*** Texto facilitado ***

FRANCISCO ARIZA

LA OBRA DE FEDERICO GONZALEZ
Simbolismo - Literatura - Metafísica

Fig. 73. Luca Pacioli. La Divina Proporción

Fig. 74. Cuadro de Logia


Capítulo X

LAS UTOPIAS RENACENTISTAS
LA IDEA DE LA CIUDAD CELESTE

(fin)

 

 

La obra que inaugura el género de las utopías renacentistas no es otra que la Utopía de Tomás Moro, el cual estuvo influido en su formación renacentista y metafísica por Pico de la Mirandola y Marsilio Ficino (entre otros), quien, recordaremos nuevamente, fue el gran traductor del Corpus Hermeticum y de la obra de Platón, en cuyo libro La República se inspiraron prácticamente todas aquellas utopías del Renacimiento que se describieron a modo de «ciudad ideal».

¿Qué deducimos de todo esto partiendo de los datos y las ideas que nos proporciona nuestro autor, quien se adentra con las Utopías en una concepción esotérica y metafísica de la Historia? Por de pronto que nos pone sobre la pista de que casi todas las utopías son insulares, o sea que esas ciudades ideales que se describen en la utopías se desarrollan en una isla, lo cual tal vez, y además de su sentido simbólico (la isla como imagen del cosmos), no sea sino el lejano eco de una realidad que tuvo su plasmación in illo tempore, en un tiempo que por su primordialidad ha acabado por pertenecer al ámbito sagrado del mito, e inoculado en la memoria de nuestra cultura occidental.

En efecto, Platón, según relata en el Critias, toma como modelo ideal de su República a la capital de la Atlántida,[471] la gran «isla en medio del mar océano», donde, no conviene olvidarlo, está el origen antediluviano de la Tradición Hermética (el «Hermes atlante» del que habla René Guénon), y que es también la matriz de muchísimas culturas y civilizaciones repartidas por los dos continentes, el Americano y el Europeo (sin olvidarnos del Cercano Oriente con Egipto y Mesopotamia, en cuya ciudad de Ur nació Abraham), los cuales durante el Renacimiento, y a partir de la aventura marítima de Cristóbal Colón, vuelven de nuevo a tomar contacto tras varios milenios de «separación», lo cual nos mete de lleno en la Historia invisible.[472] En la Ciclología, la civilización atlante se identifica con Occidente y, como hemos señalado en la nota, doce mil años después de su desaparición, o sea un ciclo completo de tiempo, el mismo Occidente vuelve a tomar protagonismo cuando Europa se «encuentra» con América, y viceversa, pues como en alguna ocasión ha señalado nuestro autor este fue el encuentro de dos culturas que por encima de sus diferencias tenían la «signatura» de un origen común.[473] En cualquier caso, con el Renacimiento se inaugura un nuevo período de tiempo que, en lo que respecta a Occidente, la Tradición que vehicula el Conocimiento no es otra precisamente que la Hermética.

*** Información proporcionada ***

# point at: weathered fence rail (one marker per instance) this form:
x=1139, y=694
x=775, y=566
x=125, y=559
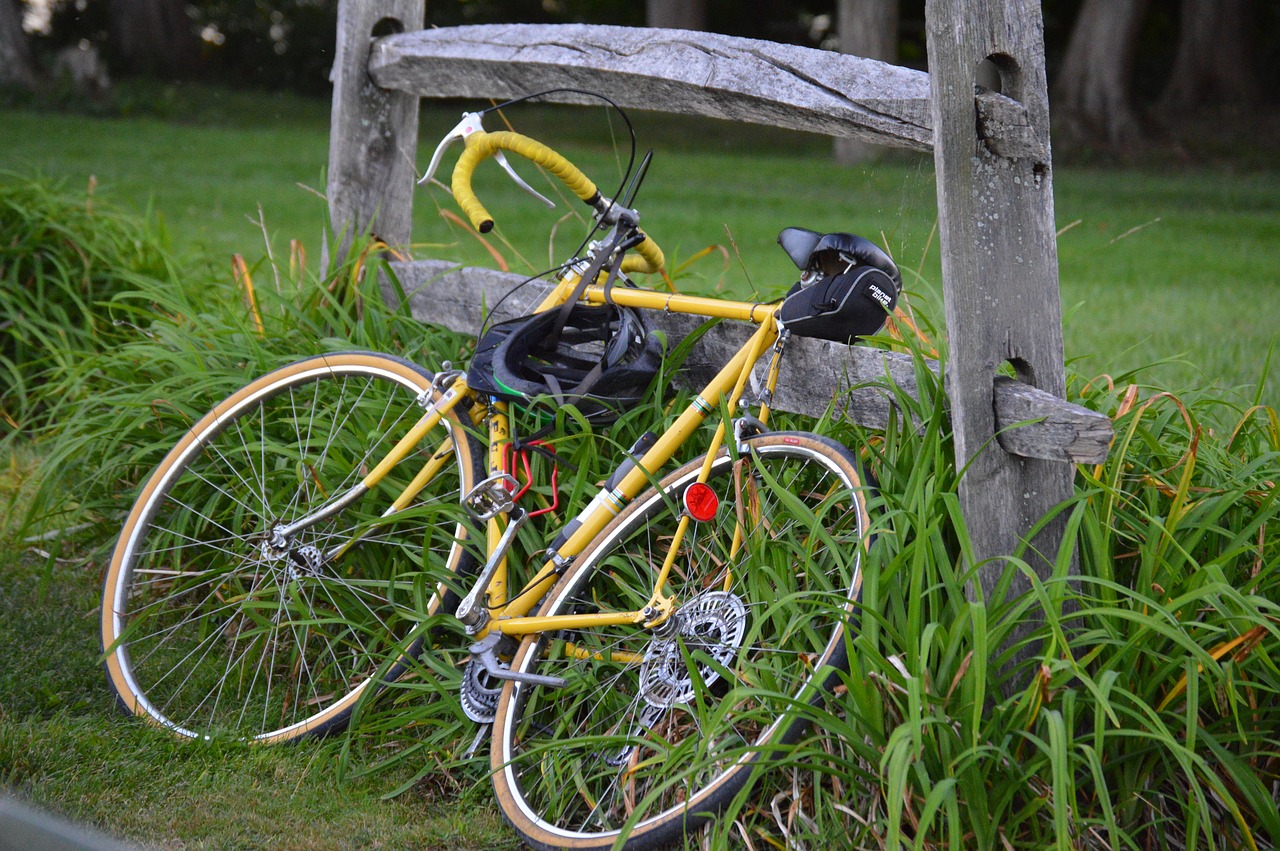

***

**Objetivo A**
Determine si cada afirmación concuerda con el texto sobre las utopías renacentistas, respondiendo sí o no y citando literalmente las palabras del texto que lo deciden: (i) Tomás Moro recibió influencia de Pico de la Mirandola y Marsilio Ficino; (ii) la mayoría de las utopías sitúan sus ciudades ideales en un continente; (iii) Abraham nació en la ciudad de Ur.
**Objetivo B**
Reduzca a una lista de puntos el párrafo del texto sobre las utopías renacentistas que empieza con «¿Qué deducimos de todo esto», conservando sus datos principales.
**Objetivo C**
Prosiga el texto sobre las utopías renacentistas a partir de su última oración, manteniendo el tema y el registro.

**Respuesta del ejercicio A**
(i) Sí: «el cual estuvo influido en su formación renacentista y metafísica por Pico de la Mirandola y Marsilio Ficino (entre otros)».
(ii) No: «casi todas las utopías son insulares, o sea que esas ciudades ideales que se describen en la utopías se desarrollan en una isla».
(iii) Sí: «en cuya ciudad de Ur nació Abraham».

**Respuesta del ejercicio B**
- Con las utopías, el autor se adentra en una concepción esotérica y metafísica de la Historia.
- Casi todas las utopías son insulares: sus ciudades ideales se desarrollan en una isla.
- La isla tiene un sentido simbólico como imagen del cosmos.
- Quizá sea también el eco lejano de una realidad de un tiempo primordial (in illo tempore).
- Ese tiempo ha pasado al ámbito sagrado del mito y ha quedado en la memoria de la cultura occidental.

**Respuesta del ejercicio C**
Fig. 71. Plano de Tenochtitlan (México) en tiempos de Hernán Cortés

 

La existencia de un continente más allá de las «columnas de Hércules» está de alguna manera presente en algunos textos clásicos y en ciertas profecías bíblicas, o sea que fue presagiada ya desde antiguo, pero se debe a Cristóbal Colón (que para nuestro autor es el paradigma del hombre que vive con clarividencia la realidad de la Utopía) el haberla presentido con intensidad atendiendo a determinados signos que son captados por su fina intuición:

Parece que Colón sabía por sus lecturas y la peculiar información que poseía, de la existencia de otro continente al lado opuesto del Atlántico, al que llamaba las Indias. Gracias a Platón, Aristóteles, Séneca, Pío II (el Papa Ennio Piccolomini, ligado a la Academia Romana, y su obra Historia rerum ubique gestarum), Toscanelli, etc., y sobre todo la Biblia, particularmente Salmos y Profecías y de entre estas las de Isaías en donde se encontraba escrita de modo secreto su extraordinaria epopeya y la inmensidad de su descubrimiento, que incluía nada menos que el Paraíso Terrestre. (…)

Esto debía realizarse en un individuo, encarnar en una individualidad visionaria, de acuerdo a las pautas de los hados culpables del destino histórico que conformó lo que conocemos como Renacimiento e hizo que él descubriera –en correlación con los hallazgos experimentales científicos– América. Es decir un mundo otro entrevisto en los contenidos del Alma Universal, alucinado por el propio fuego de sí mismo; su «furor», como un estado de ebriedad anímico, fue el que movió a Colón a lanzarse a una aventura genial que lo tuvo como su protagonista.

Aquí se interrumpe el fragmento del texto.